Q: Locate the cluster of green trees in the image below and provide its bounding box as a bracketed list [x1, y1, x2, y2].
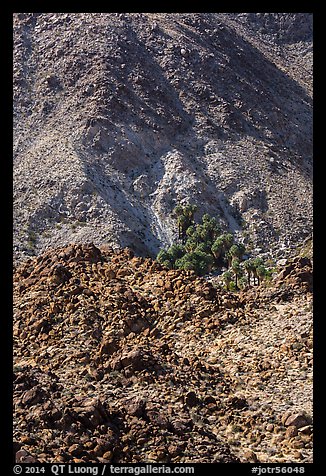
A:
[156, 204, 270, 290]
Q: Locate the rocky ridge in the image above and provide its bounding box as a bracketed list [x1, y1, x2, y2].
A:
[13, 13, 312, 261]
[14, 244, 313, 463]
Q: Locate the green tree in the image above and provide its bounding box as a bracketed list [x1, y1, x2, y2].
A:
[231, 259, 243, 288]
[222, 271, 232, 291]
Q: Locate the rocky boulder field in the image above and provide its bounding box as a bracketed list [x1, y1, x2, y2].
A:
[14, 244, 313, 463]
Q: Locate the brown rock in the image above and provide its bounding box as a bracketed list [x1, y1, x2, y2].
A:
[285, 425, 298, 438]
[284, 413, 311, 428]
[185, 392, 198, 407]
[243, 450, 258, 463]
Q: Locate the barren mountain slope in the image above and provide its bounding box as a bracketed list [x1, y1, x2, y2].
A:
[14, 13, 312, 259]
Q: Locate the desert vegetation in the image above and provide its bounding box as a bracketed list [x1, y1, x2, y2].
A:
[157, 203, 272, 290]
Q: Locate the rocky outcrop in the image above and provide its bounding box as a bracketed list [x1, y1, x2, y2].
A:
[13, 13, 312, 260]
[13, 244, 312, 463]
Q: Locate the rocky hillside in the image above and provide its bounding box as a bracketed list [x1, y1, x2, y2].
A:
[13, 13, 312, 260]
[14, 244, 312, 463]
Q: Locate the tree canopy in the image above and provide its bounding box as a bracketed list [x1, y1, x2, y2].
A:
[156, 204, 270, 289]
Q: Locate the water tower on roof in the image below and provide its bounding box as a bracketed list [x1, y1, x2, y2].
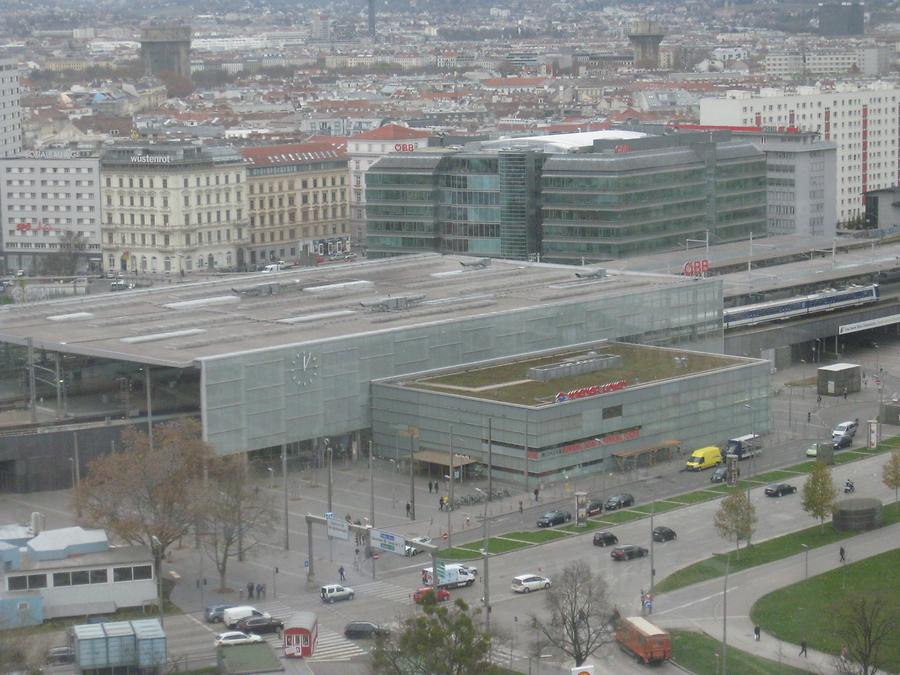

+ + + +

Instructions for the task
Reproduce all of the entries above word for word, leaving out the pictures.

Response to this task
Q: Locate the cluster of green trees in the image below and provide its bounding box as a bracketed list [x1, y1, x2, y2].
A:
[156, 204, 270, 290]
Q: Locate the rocky ridge in the image above and provide its bounding box as a bracketed list [x1, y1, x2, y2].
A:
[13, 13, 312, 261]
[14, 244, 313, 463]
Q: Locate the green tree in the image above and provide its bounding box as a bracketed list [x1, y1, x2, y2].
A:
[231, 259, 243, 288]
[222, 271, 232, 291]
Q: Locate the rocky boulder field in the image above and provide its bounding box as a bracketed list [x1, y1, x2, y2].
A:
[14, 244, 313, 463]
Q: Locate the brown rock in the image above and provide its bounding box as a bracketed list [x1, y1, x2, y2].
A:
[285, 425, 298, 438]
[284, 413, 311, 428]
[185, 392, 198, 407]
[243, 450, 258, 463]
Q: Locate the barren mountain slope in the image above and provide its bounding box as a bracketed list [x1, y1, x2, y2].
A:
[14, 13, 312, 259]
Q: Locate the desert vegetation in the image above and provide its bounding box as a bracketed list [x1, y1, x2, y2].
A:
[157, 203, 272, 290]
Q: Locate the rocky outcrop in the image above and provide its bounding box as a bracketed list [x1, y1, x2, y2].
A:
[13, 13, 312, 260]
[13, 244, 312, 463]
Q: Locate the rocky hillside in the image above and provide its bounding box as a bracketed list [x1, y1, x2, y2].
A:
[13, 13, 312, 260]
[14, 244, 312, 463]
Q: Locate the tree canopy in the image above and provide its bounding box as a bracketed list [x1, y1, x2, y2].
A:
[156, 204, 270, 289]
Q: Locate the water tower on roof in the image below and provide its bounding box as a bracketed list [x1, y1, x2, y2].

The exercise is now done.